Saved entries
┌──
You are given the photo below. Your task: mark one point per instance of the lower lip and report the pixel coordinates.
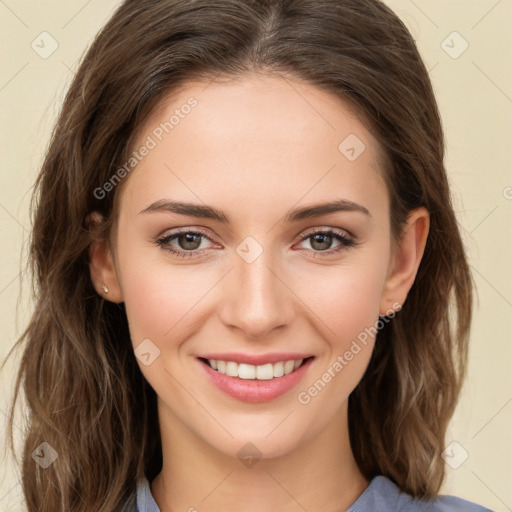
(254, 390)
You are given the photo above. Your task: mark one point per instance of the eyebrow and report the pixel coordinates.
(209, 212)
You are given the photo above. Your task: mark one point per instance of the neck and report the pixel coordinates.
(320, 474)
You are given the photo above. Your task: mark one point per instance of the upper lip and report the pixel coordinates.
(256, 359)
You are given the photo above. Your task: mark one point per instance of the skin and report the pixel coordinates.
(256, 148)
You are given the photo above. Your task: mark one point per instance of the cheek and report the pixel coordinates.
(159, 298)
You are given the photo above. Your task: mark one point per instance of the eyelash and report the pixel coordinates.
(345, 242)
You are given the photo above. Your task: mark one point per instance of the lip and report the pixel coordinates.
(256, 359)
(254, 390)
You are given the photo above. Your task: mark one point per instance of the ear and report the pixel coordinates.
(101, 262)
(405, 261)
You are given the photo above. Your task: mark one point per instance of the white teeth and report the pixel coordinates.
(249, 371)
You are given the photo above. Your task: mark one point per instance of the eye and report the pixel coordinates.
└──
REQUIRED WORK :: Would you write each entry out again exactly, omitting the images?

RESULT BELOW ::
You are given the photo below. Your task: mark one point per instance of the lower lip and report the pixel coordinates.
(254, 390)
You are given the photo above. Your task: mark one point per instance of the eyebrow and report the pixel coordinates.
(209, 212)
You are given the photo above. Your task: mark one point per instance of the neck and report the pixel coordinates.
(320, 474)
You are given the photo above. Your task: mark one point per instance of the upper lip and report the pixel coordinates.
(256, 359)
You are given the photo above. Your task: mark one point per instance of the skin and report the pixel coordinates.
(256, 148)
You are given the photo above. Your task: mark one point per instance of the cheek and report the pixel coordinates.
(159, 298)
You are given the photo above. Your task: mark one point per instance of the eyelash and report the pixel coordinates.
(345, 242)
You are given the photo above. Your task: mark one point per instance of the lip and report the pixel coordinates.
(256, 359)
(254, 390)
You are given the photo above. Your task: mark one point per instance of the ear and report the pixel coordinates.
(101, 262)
(405, 261)
You are given the photo above. Your task: mark one point per instance of the white teeth and report the pixel coordinates.
(249, 371)
You are given the photo above. Your task: mark one point per instance of the eye and report the pixel coordinates.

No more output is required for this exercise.